WRITTEN REQUEST 1:
Summarize the passage on Chamberlain's policy toward Germany and the Soviet Union in three sentences.
WRITTEN REQUEST 2:
List every person named in the paragraph of the passage on Chamberlain's policy toward Germany and the Soviet Union that begins "Halifax and Chamberlain identified" and ends "Arnost Heidrich that".
WRITTEN REQUEST 3:
Answer these questions from the passage on Chamberlain's policy toward Germany and the Soviet Union:
(a) According to John Charmley, what did Chamberlain see in Russia?
(b) On what date did the partial Czechoslovak mobilization take place?
(c) According to Litvinov, who would stand by until near the end of the war?

Rather than aggravate the disputes between the European powers, Neville Chamberlain sought to alleviate them by helping Germany get most of what it demanded. Naturally, he did not see the USSR as a partner. According to John Charmley, Chamberlain “saw in Russia a dictatorship as evil as Hitler’s and a country which was ‘stealthily and cunningly pulling all the strings behind the scenes to get us involved in a war with Germany’”.26 Chamberlain thought that a “positive response to Russian requests for talks would be the prelude to war, whilst a guarantee to Czechoslovakia would ‘simply be a pretext’ for that war.” The Foreign Secretary, Lord Halifax, who was yet to be converted by the warmongers, “reminded the Foreign Policy Committee that the more closely they associated themselves with France and Russia, ‘the more we produced in German minds the impression that we were plotting to encircle Germany and the more difficult it would be to make any real settlement with Germany’.”27
Halifax and Chamberlain identified the raison d’etre of Churchill and the Focus, but as they never renounced British involvement in France’s disputes with Germany, Chamberlain was susceptible to ensnarement in those disputes by the means in which the war party specialised. The private intelligence networks run by Robert Vansittart, Lord Lloyd and others, and the alarming ‘reports’ and rumours they produced, were one such means. Another was direct incitement of hostility between Germany and Czechoslovakia. Lukes identifies Litvinov as the most likely culprit for the false but convincing intelligence reports of German mobilisation near the Czech border which provoked a partial Czechoslovak mobilisation of forces on 20th May 1938.28 All the Soviets’ behaviour is consistent with an intention to provoke a war and avoid committing forces to it for as long as possible. On 11th May, Litvinov had told the Czech diplomat Arnost Heidrich that
“[W]ar was inevitable. We know, he continued, that the ‘West wishes Stalin to destroy Hitler and Hitler to destroy Stalin.’ But Moscow would not oblige its enemies, warned Litvinov. 'This time it will be the Soviets who will stand by until near the end when they will be able to step in and bring about a just and permanent peace.’”

RECORDED DATA:
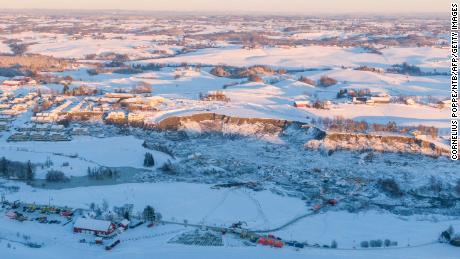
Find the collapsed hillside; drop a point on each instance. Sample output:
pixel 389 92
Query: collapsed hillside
pixel 271 154
pixel 381 143
pixel 315 137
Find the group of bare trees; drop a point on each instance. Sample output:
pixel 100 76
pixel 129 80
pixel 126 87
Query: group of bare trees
pixel 341 124
pixel 16 170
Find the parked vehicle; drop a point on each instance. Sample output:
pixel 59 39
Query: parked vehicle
pixel 112 245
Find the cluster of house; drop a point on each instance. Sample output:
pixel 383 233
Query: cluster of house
pixel 14 106
pixel 19 81
pixel 363 95
pixel 40 132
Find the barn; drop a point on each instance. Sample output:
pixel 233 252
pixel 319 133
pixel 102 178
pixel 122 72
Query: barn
pixel 302 104
pixel 93 226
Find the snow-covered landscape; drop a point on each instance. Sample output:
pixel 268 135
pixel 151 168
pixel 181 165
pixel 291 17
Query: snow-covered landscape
pixel 142 135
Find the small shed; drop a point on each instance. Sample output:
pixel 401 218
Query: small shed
pixel 93 226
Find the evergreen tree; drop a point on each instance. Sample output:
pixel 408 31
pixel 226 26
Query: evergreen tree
pixel 29 171
pixel 149 213
pixel 149 161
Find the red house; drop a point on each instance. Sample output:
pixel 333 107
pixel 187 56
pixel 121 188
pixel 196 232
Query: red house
pixel 93 226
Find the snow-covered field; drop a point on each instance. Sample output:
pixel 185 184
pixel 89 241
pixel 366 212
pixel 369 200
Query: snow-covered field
pixel 200 204
pixel 292 178
pixel 81 153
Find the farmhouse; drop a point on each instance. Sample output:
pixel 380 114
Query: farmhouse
pixel 302 104
pixel 93 226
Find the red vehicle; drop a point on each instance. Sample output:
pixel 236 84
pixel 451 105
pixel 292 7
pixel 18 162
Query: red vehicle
pixel 270 240
pixel 109 247
pixel 332 202
pixel 66 213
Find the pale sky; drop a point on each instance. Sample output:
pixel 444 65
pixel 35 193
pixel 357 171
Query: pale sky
pixel 271 6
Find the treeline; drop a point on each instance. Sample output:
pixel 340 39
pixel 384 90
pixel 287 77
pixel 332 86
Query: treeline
pixel 34 63
pixel 16 170
pixel 340 124
pixel 101 173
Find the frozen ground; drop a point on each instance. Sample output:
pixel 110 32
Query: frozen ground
pixel 199 203
pixel 80 153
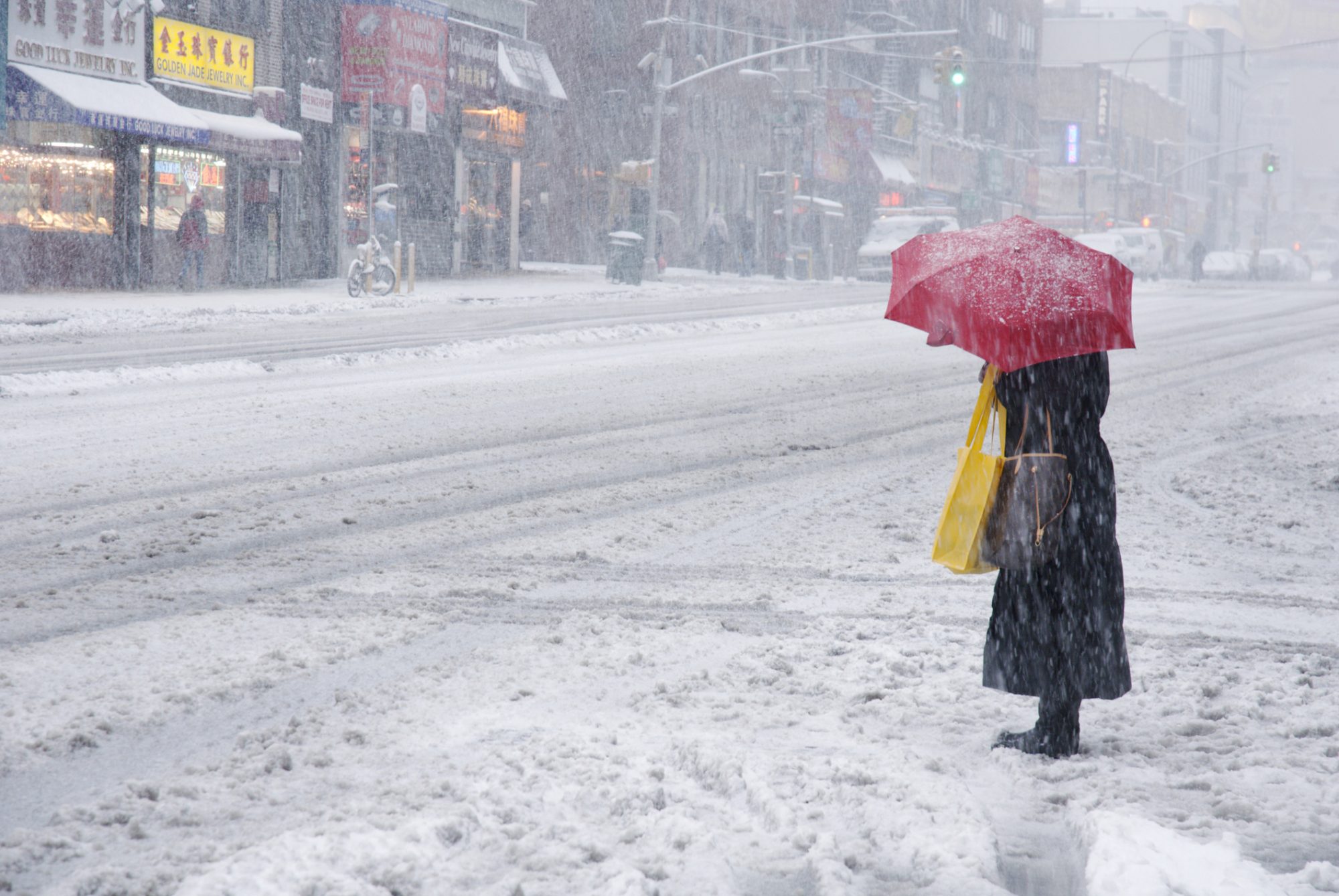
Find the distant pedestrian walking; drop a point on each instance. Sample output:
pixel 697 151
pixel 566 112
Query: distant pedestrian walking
pixel 192 236
pixel 716 241
pixel 1198 254
pixel 779 248
pixel 746 241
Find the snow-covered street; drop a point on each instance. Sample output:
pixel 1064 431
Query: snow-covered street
pixel 543 586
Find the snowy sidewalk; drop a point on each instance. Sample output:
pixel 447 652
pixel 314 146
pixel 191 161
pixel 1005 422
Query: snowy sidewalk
pixel 637 602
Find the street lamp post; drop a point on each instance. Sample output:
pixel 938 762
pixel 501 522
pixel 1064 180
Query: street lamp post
pixel 1120 123
pixel 662 88
pixel 651 261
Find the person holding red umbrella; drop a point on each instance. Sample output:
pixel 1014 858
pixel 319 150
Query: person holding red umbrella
pixel 1057 628
pixel 1045 310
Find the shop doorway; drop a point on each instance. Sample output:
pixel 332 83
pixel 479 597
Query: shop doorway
pixel 487 207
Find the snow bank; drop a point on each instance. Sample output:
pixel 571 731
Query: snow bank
pixel 1131 857
pixel 66 381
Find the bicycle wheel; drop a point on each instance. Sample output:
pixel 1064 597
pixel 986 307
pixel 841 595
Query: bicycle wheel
pixel 384 280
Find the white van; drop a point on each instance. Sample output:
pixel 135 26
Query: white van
pixel 874 258
pixel 1148 250
pixel 1112 244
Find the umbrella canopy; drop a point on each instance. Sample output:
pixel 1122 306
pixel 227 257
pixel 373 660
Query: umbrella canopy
pixel 1013 293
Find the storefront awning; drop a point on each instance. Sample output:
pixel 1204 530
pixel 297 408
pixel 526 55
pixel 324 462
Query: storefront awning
pixel 48 95
pixel 892 169
pixel 528 74
pixel 252 137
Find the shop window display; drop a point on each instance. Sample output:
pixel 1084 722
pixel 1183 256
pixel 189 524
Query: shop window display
pixel 177 177
pixel 45 191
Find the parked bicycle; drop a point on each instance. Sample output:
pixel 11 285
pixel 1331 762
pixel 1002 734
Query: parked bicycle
pixel 372 270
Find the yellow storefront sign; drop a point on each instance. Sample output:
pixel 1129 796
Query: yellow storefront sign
pixel 196 55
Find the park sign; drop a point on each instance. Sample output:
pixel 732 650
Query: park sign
pixel 195 55
pixel 100 39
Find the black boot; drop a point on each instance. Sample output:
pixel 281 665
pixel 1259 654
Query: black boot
pixel 1056 733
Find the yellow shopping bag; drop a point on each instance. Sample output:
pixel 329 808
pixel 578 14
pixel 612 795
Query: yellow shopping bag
pixel 973 490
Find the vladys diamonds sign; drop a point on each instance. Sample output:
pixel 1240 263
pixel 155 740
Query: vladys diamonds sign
pixel 101 37
pixel 390 46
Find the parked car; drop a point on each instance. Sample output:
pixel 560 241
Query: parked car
pixel 1227 265
pixel 1324 253
pixel 874 258
pixel 1113 245
pixel 1282 264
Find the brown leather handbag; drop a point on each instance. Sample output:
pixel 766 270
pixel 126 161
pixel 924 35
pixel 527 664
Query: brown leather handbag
pixel 1034 491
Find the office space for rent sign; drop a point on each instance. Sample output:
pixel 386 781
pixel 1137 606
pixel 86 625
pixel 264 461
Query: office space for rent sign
pixel 195 55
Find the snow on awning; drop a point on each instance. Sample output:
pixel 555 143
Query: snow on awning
pixel 819 201
pixel 254 137
pixel 35 94
pixel 892 169
pixel 528 74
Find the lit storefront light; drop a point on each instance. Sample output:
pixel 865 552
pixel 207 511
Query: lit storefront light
pixel 56 191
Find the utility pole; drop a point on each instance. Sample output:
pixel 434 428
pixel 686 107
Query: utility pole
pixel 651 264
pixel 788 143
pixel 663 87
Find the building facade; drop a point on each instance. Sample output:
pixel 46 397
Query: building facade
pixel 1203 70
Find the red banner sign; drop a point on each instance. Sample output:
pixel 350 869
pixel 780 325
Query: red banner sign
pixel 392 46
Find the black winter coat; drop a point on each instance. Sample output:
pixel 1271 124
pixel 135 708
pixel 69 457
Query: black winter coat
pixel 1058 628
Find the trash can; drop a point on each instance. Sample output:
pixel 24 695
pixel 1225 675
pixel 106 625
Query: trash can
pixel 626 257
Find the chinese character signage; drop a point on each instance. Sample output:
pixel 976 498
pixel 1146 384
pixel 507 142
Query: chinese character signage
pixel 1072 143
pixel 195 55
pixel 393 44
pixel 27 100
pixel 500 126
pixel 1104 103
pixel 100 37
pixel 473 71
pixel 850 127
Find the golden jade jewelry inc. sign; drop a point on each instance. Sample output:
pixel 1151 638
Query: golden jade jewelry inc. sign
pixel 196 55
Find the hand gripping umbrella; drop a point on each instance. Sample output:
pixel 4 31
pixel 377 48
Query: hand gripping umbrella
pixel 1013 293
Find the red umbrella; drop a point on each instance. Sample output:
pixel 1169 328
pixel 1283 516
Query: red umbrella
pixel 1013 293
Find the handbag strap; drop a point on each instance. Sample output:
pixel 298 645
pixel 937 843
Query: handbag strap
pixel 985 406
pixel 1050 442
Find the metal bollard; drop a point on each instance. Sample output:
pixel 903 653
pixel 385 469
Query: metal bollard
pixel 397 262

TASK RESPONSE 1:
Chamberlain sought to ease disputes between the European powers by helping Germany get most of what it demanded, and he did not see the USSR as a partner. Halifax warned that closer association with France and Russia would make Germany believe Britain was plotting to encircle it. Because Chamberlain never renounced British involvement in France's disputes with Germany, he was vulnerable to the war party's methods, such as private intelligence networks and incitement between Germany and Czechoslovakia, and Soviet behavior, including Litvinov's remarks, is described as consistent with an intention to provoke a war while holding back forces.

TASK RESPONSE 2:
- Halifax
- Chamberlain
- Churchill
- Robert Vansittart
- Lord Lloyd
- Lukes
- Litvinov
- Arnost Heidrich

TASK RESPONSE 3:
(a) A dictatorship as evil as Hitler's, and a country that was "stealthily and cunningly pulling all the strings behind the scenes" to involve Britain in a war with Germany.
(b) 20th May 1938.
(c) The Soviets.